What to work on – Starting at the line that contains "BATCH JOB #2094 — Class: glass door panel", copy each line through the end of the listing below. Include both ends and output nothing more.

Data supplied –
============
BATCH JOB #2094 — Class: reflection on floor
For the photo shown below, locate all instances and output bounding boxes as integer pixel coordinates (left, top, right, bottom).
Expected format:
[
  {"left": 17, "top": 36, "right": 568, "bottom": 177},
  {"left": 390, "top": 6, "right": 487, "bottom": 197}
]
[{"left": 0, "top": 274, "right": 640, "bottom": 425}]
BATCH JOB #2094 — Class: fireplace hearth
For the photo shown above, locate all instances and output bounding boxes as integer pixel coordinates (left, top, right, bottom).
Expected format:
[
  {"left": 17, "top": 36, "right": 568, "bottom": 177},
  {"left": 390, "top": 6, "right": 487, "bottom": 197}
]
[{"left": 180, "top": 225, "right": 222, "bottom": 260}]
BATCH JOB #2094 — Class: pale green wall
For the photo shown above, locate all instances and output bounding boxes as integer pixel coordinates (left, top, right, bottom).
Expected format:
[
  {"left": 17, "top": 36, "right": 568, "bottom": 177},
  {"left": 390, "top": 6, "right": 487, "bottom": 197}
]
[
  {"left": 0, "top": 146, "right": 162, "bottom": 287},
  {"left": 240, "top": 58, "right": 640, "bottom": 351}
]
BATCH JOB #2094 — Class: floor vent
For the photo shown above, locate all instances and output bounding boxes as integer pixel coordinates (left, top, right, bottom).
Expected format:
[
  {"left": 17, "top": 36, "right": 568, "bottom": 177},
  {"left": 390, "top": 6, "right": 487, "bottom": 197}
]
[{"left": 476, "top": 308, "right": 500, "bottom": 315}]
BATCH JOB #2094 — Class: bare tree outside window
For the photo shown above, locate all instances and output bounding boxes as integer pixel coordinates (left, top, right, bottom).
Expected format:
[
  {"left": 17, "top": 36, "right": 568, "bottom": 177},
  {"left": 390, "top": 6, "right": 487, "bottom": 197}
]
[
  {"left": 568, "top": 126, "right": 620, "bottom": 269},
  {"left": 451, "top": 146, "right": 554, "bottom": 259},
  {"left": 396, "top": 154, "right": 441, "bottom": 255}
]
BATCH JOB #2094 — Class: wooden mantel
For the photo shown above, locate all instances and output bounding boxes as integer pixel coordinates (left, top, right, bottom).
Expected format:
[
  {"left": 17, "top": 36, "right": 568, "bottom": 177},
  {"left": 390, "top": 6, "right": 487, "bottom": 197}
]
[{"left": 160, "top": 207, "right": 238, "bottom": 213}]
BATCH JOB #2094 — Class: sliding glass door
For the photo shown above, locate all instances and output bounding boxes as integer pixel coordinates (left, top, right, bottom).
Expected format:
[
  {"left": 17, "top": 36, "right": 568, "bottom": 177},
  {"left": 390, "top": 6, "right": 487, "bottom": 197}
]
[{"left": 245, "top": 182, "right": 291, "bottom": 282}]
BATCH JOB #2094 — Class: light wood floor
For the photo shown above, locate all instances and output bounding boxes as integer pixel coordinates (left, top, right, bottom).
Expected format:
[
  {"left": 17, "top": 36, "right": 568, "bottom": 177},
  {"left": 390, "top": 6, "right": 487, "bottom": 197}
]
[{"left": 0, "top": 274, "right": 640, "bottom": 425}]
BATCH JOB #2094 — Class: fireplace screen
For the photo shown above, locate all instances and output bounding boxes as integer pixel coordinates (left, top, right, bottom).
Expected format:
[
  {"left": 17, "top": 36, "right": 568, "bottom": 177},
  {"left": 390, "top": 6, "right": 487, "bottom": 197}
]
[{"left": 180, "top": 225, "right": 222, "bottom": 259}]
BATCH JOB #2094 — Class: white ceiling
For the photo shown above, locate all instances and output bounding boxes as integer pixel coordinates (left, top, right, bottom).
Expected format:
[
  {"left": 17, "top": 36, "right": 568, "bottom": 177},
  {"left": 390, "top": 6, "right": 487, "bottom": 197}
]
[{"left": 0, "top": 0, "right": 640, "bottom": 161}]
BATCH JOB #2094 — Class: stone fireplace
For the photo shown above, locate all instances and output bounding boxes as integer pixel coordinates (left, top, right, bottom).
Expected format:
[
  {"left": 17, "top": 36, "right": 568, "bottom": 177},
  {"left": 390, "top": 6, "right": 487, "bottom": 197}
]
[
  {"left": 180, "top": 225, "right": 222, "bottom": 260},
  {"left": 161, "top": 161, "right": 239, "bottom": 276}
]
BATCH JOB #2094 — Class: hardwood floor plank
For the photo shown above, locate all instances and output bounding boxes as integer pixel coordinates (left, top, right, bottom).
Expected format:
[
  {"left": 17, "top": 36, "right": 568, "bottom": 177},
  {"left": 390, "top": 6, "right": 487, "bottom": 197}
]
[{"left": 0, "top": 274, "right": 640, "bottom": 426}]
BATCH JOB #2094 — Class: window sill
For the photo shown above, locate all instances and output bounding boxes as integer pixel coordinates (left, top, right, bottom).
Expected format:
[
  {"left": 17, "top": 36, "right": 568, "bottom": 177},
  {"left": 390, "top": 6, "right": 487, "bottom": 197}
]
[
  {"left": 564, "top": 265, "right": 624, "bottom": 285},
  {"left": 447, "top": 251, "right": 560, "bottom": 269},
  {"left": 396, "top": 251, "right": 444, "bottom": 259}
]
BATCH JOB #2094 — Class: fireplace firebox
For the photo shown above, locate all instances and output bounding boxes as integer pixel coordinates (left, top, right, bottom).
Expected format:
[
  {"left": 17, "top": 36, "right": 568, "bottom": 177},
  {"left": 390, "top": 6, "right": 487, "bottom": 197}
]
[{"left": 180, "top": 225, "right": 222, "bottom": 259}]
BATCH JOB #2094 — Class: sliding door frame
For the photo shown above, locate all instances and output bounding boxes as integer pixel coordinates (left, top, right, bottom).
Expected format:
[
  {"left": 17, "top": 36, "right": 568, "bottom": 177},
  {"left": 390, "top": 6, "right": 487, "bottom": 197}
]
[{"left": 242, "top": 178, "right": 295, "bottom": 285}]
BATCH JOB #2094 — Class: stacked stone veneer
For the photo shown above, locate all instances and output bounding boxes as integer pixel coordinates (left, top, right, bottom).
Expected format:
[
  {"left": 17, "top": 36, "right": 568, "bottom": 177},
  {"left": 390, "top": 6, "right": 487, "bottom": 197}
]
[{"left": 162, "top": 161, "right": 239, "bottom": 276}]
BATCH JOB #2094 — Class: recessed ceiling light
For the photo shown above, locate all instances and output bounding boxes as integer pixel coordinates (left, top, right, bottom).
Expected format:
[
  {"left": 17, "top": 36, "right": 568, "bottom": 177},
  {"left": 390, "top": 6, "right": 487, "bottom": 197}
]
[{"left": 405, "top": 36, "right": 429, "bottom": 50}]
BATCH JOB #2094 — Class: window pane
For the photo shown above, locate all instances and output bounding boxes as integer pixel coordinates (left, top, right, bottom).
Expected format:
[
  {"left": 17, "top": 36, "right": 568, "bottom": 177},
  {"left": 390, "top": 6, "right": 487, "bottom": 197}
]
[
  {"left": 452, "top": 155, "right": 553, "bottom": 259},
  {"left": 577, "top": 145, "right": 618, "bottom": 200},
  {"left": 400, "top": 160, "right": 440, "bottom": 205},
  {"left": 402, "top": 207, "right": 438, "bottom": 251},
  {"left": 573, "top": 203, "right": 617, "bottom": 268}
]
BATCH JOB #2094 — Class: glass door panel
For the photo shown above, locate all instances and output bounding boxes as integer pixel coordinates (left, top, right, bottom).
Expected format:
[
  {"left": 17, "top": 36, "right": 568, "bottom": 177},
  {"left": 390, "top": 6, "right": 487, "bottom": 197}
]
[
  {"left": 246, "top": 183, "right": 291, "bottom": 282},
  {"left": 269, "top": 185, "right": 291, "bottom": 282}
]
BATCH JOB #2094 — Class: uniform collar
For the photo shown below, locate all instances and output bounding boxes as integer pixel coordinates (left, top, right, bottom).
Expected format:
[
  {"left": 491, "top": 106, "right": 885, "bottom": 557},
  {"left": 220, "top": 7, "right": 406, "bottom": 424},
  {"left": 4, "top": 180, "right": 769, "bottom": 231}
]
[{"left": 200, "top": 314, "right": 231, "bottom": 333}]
============
Full output –
BATCH JOB #2094 — Class: glass door panel
For the photo shown above, locate all instances and output bounding boxes as integer pixel coordinates (left, top, right, bottom).
Expected format:
[
  {"left": 17, "top": 36, "right": 568, "bottom": 177},
  {"left": 390, "top": 6, "right": 487, "bottom": 197}
]
[
  {"left": 246, "top": 183, "right": 291, "bottom": 282},
  {"left": 269, "top": 185, "right": 291, "bottom": 282}
]
BATCH JOB #2094 — Class: uniform collar
For the photo shown below, locate all instances and output bounding boxes as integer pixel coordinates (left, top, right, bottom).
Expected format:
[
  {"left": 491, "top": 106, "right": 885, "bottom": 557},
  {"left": 220, "top": 7, "right": 406, "bottom": 424},
  {"left": 4, "top": 180, "right": 769, "bottom": 231}
]
[{"left": 200, "top": 314, "right": 231, "bottom": 333}]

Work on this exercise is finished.